*Selected extract*:

#####

The system has no tractable way of calculating whether a given sensory state is surprising or not. This is because the probability of a sensory state is calculated relative to a state of the possible influences of external states of the environment on the internal states of the system. The state space is however potentially infinite, thus computing the probability of each sensory state by searching through this state space will prove intractable. This is where free energy can help, since free energy is a quantity that can act as an upper bound on surprise. Free energy more technically is a function of the function of sensory states that is parameterized by the internal states of a system. Since free energy is a function of the sensory and internal states of the system, it is in principle computable (Friston and Ao, 2012). Moreover, it is a quantity over which the organism has (indirect) control since it maps onto the organism's sensory states that it can control through action, and internal states that admit of a certain degree of plastic reorganization through learning. Minimizing free energy will guarantee that sensory states remain in a high-probability area in the system's state space. So long as the NESS system can keep the free energy associated with its sensory states to a minimum, it will succeed in remaining in states that belong to its attracting set.

#####

*Listed records*:

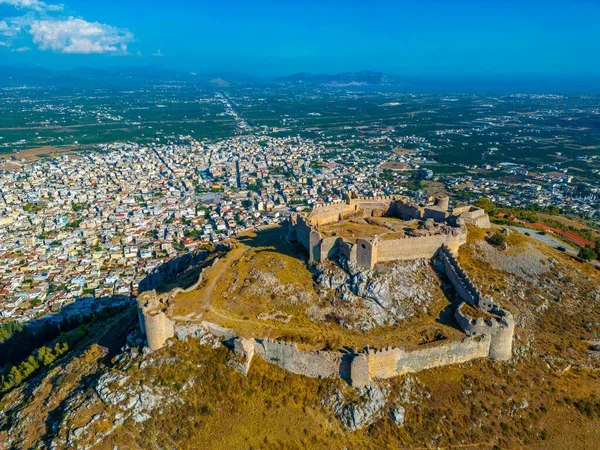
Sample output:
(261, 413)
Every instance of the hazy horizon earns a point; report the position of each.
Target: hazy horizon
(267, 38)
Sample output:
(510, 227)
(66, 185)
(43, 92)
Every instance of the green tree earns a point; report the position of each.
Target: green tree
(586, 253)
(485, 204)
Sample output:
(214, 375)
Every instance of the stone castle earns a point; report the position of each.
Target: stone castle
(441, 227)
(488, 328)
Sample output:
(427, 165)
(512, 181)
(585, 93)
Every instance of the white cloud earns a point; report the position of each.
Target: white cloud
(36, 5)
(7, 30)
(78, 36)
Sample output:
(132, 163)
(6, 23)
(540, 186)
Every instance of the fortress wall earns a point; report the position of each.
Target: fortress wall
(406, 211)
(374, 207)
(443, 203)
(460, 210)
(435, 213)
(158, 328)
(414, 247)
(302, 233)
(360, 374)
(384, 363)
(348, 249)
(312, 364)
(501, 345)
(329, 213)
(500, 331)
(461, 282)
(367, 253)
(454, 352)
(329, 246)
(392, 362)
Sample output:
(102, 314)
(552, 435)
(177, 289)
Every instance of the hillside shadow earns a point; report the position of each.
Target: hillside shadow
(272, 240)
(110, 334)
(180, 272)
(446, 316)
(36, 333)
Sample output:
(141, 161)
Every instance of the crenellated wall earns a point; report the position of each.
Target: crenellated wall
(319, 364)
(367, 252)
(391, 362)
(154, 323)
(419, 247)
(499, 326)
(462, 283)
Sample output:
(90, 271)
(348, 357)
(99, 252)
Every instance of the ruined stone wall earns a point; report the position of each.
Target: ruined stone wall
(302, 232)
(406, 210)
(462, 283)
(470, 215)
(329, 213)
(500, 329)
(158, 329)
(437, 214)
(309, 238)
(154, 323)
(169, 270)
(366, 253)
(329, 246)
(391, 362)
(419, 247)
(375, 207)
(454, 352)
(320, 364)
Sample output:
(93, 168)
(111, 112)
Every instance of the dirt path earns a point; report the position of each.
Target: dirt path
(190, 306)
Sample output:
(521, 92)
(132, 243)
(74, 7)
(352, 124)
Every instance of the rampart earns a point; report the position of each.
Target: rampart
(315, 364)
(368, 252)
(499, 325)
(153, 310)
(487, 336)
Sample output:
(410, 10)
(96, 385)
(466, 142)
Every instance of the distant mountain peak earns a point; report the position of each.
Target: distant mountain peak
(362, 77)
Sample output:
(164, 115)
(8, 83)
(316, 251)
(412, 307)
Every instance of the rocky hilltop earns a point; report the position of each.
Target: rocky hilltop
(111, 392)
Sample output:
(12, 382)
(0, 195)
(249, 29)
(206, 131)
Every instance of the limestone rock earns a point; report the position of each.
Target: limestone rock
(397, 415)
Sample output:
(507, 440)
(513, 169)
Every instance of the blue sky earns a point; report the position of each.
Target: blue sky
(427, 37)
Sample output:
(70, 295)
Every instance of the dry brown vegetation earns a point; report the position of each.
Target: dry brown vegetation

#####

*Exercises to complete*:
1) Translate into French the sentence from the passage on free energy that reads: "This is where free energy can help, since free energy is a quantity that can act as an upper bound on surprise."
2) List each adjective that the passage on free energy places directly before the word "state" or "states".

*Worked answers*:
1) C'est là que l'énergie libre peut aider, puisque l'énergie libre est une quantité qui peut servir de borne supérieure à la surprise.

2)
sensory
external
internal